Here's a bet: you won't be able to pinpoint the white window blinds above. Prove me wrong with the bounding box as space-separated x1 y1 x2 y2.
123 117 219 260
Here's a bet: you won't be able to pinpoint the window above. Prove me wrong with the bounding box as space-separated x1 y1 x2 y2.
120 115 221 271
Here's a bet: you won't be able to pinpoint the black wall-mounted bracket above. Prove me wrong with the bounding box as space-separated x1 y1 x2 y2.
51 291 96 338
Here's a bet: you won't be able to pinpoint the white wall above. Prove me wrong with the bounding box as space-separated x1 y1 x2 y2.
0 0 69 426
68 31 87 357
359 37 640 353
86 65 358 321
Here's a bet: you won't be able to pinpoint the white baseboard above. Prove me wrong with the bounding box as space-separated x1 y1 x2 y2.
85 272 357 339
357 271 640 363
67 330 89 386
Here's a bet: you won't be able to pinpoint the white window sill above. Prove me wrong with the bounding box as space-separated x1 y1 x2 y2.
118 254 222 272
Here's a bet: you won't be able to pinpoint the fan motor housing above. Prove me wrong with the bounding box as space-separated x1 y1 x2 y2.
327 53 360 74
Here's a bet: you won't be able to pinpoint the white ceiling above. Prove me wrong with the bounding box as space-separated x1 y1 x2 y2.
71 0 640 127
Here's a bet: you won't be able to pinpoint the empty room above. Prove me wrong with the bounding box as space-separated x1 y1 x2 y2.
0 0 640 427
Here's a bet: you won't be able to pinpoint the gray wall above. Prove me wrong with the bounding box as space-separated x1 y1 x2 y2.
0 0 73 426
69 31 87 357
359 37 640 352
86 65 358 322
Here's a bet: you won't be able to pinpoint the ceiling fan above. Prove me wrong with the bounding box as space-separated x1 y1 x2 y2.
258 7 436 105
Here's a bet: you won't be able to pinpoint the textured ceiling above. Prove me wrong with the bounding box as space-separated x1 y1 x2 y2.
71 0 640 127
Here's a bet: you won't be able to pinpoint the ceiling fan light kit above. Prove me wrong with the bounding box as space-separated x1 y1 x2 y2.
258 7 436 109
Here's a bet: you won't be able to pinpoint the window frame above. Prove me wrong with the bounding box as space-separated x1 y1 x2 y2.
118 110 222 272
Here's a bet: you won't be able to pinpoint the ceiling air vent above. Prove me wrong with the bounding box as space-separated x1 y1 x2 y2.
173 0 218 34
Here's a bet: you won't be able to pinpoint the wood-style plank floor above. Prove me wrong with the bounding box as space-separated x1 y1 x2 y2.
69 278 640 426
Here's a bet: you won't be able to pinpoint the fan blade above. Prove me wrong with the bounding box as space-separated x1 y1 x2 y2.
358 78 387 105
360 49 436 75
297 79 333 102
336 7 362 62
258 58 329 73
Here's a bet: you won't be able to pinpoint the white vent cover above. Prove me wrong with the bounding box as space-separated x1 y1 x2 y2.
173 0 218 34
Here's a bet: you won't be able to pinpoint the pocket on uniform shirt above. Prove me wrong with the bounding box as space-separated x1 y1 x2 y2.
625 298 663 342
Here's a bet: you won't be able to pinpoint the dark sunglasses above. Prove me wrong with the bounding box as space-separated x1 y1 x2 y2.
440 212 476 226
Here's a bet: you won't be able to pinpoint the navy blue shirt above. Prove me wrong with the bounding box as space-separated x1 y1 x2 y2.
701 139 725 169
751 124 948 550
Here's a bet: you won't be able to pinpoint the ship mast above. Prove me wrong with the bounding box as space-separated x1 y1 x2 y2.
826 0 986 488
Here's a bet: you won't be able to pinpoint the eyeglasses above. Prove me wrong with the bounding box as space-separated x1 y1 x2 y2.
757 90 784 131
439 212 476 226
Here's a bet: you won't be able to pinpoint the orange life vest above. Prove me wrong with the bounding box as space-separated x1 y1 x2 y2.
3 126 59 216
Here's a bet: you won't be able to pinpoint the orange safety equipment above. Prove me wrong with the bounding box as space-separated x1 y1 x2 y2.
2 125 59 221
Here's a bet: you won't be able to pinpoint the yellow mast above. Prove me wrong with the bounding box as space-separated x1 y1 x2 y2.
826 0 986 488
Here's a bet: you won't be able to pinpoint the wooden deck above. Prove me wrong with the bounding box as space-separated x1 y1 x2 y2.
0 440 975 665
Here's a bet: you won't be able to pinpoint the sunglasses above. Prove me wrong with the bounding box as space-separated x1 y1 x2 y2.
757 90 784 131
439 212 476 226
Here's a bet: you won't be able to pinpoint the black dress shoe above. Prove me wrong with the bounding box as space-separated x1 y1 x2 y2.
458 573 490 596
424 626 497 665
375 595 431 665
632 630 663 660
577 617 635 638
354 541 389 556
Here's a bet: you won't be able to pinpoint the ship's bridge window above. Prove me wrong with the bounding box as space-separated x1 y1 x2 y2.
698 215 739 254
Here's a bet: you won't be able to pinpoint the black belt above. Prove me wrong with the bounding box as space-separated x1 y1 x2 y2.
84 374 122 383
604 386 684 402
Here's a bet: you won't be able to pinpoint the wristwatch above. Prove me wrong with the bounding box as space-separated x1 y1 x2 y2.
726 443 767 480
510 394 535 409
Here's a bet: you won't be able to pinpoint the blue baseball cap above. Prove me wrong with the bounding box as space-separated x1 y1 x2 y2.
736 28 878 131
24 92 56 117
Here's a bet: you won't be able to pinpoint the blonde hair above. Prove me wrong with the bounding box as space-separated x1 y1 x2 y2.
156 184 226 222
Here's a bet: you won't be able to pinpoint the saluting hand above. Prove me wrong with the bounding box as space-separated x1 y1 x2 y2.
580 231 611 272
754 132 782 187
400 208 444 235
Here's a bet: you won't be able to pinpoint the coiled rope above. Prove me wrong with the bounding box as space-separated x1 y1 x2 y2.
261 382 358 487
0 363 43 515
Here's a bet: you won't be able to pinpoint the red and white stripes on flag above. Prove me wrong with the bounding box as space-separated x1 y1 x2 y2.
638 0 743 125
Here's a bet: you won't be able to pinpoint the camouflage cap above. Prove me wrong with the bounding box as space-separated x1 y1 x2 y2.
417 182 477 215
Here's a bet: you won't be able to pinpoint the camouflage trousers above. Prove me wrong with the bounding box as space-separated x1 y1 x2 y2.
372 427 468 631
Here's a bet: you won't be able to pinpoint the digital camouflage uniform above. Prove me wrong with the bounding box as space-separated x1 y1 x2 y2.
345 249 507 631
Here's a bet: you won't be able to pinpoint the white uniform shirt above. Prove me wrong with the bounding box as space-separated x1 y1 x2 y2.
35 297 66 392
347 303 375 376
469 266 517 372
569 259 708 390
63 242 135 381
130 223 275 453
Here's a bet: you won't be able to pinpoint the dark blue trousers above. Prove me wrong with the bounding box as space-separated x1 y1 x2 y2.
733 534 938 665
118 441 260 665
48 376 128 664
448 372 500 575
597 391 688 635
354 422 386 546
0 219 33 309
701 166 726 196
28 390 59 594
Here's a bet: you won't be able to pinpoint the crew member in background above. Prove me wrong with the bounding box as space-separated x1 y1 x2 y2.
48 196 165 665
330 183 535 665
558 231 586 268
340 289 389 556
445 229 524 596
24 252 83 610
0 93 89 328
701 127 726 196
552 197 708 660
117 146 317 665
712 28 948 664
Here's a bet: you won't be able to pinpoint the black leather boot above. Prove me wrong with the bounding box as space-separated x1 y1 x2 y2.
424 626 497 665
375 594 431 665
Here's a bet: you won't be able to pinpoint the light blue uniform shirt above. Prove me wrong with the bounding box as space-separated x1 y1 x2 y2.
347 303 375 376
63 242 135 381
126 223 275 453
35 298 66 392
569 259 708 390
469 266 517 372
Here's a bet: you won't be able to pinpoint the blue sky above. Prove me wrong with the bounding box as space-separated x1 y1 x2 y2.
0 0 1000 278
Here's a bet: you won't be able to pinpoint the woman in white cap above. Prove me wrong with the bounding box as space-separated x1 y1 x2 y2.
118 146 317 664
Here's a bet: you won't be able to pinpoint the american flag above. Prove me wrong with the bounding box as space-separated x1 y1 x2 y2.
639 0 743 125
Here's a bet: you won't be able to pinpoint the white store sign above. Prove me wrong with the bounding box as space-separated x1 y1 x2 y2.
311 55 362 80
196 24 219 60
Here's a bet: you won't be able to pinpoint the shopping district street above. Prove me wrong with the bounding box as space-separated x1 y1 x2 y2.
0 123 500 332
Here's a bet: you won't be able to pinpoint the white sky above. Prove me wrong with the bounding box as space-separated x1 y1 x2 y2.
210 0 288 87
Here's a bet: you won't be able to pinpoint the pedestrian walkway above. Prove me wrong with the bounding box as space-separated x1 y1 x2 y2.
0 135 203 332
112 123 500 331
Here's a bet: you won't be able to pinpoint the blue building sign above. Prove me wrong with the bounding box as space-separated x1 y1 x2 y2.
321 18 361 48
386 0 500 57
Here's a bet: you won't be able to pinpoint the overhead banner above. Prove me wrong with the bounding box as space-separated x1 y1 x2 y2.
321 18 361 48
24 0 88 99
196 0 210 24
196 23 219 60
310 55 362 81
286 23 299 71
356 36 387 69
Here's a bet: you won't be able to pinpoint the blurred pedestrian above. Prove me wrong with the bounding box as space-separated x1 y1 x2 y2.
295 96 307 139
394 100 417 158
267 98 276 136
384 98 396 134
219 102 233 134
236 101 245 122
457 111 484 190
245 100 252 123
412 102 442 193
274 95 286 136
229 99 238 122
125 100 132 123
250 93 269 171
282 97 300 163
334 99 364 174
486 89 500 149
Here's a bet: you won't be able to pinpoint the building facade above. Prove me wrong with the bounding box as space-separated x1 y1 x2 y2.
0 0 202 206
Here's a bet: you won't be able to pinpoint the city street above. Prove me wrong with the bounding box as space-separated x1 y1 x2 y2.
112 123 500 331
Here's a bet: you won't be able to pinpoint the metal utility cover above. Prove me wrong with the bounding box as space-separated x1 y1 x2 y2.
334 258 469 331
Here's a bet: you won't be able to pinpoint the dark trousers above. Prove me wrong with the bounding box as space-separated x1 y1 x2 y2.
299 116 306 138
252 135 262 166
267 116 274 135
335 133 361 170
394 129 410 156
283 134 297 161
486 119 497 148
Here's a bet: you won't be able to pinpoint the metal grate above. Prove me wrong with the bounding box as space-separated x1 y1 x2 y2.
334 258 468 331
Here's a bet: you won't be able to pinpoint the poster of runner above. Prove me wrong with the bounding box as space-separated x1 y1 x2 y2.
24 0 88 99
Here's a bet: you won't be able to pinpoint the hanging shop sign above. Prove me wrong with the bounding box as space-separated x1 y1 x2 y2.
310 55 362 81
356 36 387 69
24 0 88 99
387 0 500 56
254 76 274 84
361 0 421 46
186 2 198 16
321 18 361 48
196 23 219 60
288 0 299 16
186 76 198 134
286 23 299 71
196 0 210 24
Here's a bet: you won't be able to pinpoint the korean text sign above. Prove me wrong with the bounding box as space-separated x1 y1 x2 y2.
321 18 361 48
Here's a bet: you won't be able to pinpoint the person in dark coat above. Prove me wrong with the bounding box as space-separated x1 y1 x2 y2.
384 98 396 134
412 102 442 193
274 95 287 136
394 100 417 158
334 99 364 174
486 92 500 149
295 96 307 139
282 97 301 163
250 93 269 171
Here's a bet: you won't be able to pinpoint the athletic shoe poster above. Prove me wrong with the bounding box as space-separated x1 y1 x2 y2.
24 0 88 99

------------------------------------------------

### Job
Retype the records from the start through the line containing "118 110 222 272", repeating every line unchanged.

### Result of the task
Here's a bet: you won't be able to pinpoint the white window blinds above. Prove me wrong with the bounding box as space-separated x1 y1 x2 y2.
123 117 219 260
Here's a bet: you won't be able to pinpoint the window above. Prove me wrong with the bounding box as space-separated x1 y1 x2 y2.
120 115 221 271
Here's a bet: you won't be able to pinpoint the black wall-mounted bracket above. Prove me wrong with the bounding box as space-separated x1 y1 x2 y2.
51 291 96 338
Here's a bet: you won't be able to pinpoint the white wall above. Prove me wrong with the bounding box as space-separated x1 y1 x2 y2.
0 0 69 426
68 31 87 357
359 37 640 353
86 65 358 321
Here's a bet: you won't be able to pinpoint the white baseboard above. Prove me wrong with the bounding box as space-separated x1 y1 x2 y2.
85 272 357 339
357 271 640 363
67 330 89 386
Here's a bet: you won't be able to pinpoint the white window sill above. Prove me wrong with the bounding box as space-separated x1 y1 x2 y2.
118 254 222 272
Here's a bet: you won't be able to pinpoint the fan motor housing above. Prove me wrong with the bounding box as space-separated x1 y1 x2 y2.
327 53 360 74
Here's a bet: you won't be able to pinpoint the white ceiling above. Prove me wrong with the bounding box as space-separated x1 y1 x2 y2.
71 0 640 127
Here's a bet: you won't be able to pinpoint the empty room above. Prove me wrong with the bounding box as space-separated x1 y1 x2 y2.
0 0 640 427
Here's a bet: you won't be able to pinpoint the gray wall above. Prove me wrong with the bounding box as space-separated x1 y1 x2 y2.
0 0 73 426
69 31 87 357
359 37 640 352
86 65 358 322
Here's a bet: you won't be able to pinpoint the ceiling fan above. Prove me wrong with the bounding box as space-separated x1 y1 x2 y2.
258 7 436 105
Here's a bet: you won't be able to pinpoint the textured ceiling above. Prove me wrong with the bounding box as space-separated x1 y1 x2 y2.
71 0 640 127
Here's a bet: you won't be able to pinpoint the ceiling fan light kit above. Prove me wrong with the bounding box as space-separated x1 y1 x2 y2.
258 7 436 109
Here's a bet: you won't be able to pinpoint the window frame above. Prove me wrong with the bounding box as space-separated x1 y1 x2 y2.
118 110 222 272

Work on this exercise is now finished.